- **Directions for this task**:
Pick out each line of the records below that contains the word "truck", and copy those lines unchanged.

__________

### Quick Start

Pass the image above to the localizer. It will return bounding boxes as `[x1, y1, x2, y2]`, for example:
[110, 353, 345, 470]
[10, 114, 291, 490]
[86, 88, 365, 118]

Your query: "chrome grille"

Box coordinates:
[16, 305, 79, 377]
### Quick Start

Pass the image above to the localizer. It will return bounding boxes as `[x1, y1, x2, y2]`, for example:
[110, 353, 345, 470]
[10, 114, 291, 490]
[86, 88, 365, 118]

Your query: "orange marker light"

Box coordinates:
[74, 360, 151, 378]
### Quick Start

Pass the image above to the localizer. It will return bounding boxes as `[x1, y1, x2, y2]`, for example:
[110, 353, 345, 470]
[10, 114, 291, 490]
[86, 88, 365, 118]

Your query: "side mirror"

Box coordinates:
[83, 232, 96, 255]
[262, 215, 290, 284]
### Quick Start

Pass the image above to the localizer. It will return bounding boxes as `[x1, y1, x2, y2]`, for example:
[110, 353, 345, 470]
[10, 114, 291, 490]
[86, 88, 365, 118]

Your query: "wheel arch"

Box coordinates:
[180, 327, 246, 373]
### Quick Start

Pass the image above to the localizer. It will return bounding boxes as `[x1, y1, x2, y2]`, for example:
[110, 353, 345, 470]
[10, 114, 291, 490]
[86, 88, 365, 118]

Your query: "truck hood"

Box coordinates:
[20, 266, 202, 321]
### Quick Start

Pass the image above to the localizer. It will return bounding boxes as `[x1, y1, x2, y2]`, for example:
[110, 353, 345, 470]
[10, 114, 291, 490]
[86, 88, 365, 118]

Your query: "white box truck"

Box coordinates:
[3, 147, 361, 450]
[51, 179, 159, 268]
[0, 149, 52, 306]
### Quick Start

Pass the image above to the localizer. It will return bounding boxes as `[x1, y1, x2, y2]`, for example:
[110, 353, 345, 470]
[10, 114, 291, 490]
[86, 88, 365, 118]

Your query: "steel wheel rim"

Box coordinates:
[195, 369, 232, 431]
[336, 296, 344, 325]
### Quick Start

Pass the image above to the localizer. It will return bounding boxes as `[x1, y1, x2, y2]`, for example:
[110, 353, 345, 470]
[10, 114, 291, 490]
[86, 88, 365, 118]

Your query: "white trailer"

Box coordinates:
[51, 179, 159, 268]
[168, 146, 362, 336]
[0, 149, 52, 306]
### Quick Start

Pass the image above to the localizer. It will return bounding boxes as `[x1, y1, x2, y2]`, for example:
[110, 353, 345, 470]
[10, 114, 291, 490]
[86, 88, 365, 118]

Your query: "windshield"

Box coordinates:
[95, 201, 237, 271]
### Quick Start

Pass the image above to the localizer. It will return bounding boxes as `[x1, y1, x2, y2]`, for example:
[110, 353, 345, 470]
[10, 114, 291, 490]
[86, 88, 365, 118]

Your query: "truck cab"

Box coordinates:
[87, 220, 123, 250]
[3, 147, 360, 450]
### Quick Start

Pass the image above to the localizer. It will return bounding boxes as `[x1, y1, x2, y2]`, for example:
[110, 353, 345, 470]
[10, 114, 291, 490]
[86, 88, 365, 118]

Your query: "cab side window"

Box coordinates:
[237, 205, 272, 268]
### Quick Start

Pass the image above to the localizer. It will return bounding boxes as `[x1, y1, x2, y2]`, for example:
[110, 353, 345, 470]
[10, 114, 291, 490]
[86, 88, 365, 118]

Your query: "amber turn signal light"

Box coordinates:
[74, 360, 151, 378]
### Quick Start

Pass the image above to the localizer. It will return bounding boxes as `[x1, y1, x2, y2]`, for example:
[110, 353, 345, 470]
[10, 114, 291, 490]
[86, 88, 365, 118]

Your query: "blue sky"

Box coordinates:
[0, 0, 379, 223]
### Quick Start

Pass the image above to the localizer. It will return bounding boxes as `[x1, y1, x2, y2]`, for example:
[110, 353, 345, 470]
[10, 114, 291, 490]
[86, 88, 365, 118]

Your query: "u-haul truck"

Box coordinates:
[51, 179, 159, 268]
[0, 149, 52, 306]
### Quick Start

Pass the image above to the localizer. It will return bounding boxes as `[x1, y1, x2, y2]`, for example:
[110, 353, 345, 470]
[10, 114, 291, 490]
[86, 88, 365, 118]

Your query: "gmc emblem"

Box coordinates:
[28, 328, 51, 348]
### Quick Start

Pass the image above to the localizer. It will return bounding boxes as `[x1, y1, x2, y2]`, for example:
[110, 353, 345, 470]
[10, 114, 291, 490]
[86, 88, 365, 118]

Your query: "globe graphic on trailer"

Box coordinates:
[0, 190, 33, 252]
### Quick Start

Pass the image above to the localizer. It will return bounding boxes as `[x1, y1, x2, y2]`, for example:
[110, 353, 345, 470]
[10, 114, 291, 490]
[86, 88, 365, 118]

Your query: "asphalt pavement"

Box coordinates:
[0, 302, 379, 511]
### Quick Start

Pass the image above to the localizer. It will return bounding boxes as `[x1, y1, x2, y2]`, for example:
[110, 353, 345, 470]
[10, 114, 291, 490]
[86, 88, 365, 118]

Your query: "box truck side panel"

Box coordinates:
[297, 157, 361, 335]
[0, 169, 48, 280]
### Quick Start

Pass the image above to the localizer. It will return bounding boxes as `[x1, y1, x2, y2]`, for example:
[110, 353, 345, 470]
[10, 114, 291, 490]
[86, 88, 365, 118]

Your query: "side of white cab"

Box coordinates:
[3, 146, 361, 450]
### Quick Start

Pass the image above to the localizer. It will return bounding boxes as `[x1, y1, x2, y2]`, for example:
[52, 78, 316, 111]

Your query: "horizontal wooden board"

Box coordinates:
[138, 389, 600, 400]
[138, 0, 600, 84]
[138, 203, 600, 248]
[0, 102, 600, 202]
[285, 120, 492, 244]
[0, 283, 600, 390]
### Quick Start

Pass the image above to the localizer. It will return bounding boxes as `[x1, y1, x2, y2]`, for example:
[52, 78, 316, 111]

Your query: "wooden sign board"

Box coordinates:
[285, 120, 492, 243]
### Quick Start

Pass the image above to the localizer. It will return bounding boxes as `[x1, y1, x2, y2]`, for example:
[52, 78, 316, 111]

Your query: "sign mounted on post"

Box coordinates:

__________

- **Problem solution**:
Your query: "truck hood"
Your query: "white box truck"
Your query: "truck cab"
Your query: "u-haul truck"
Your query: "box truck side panel"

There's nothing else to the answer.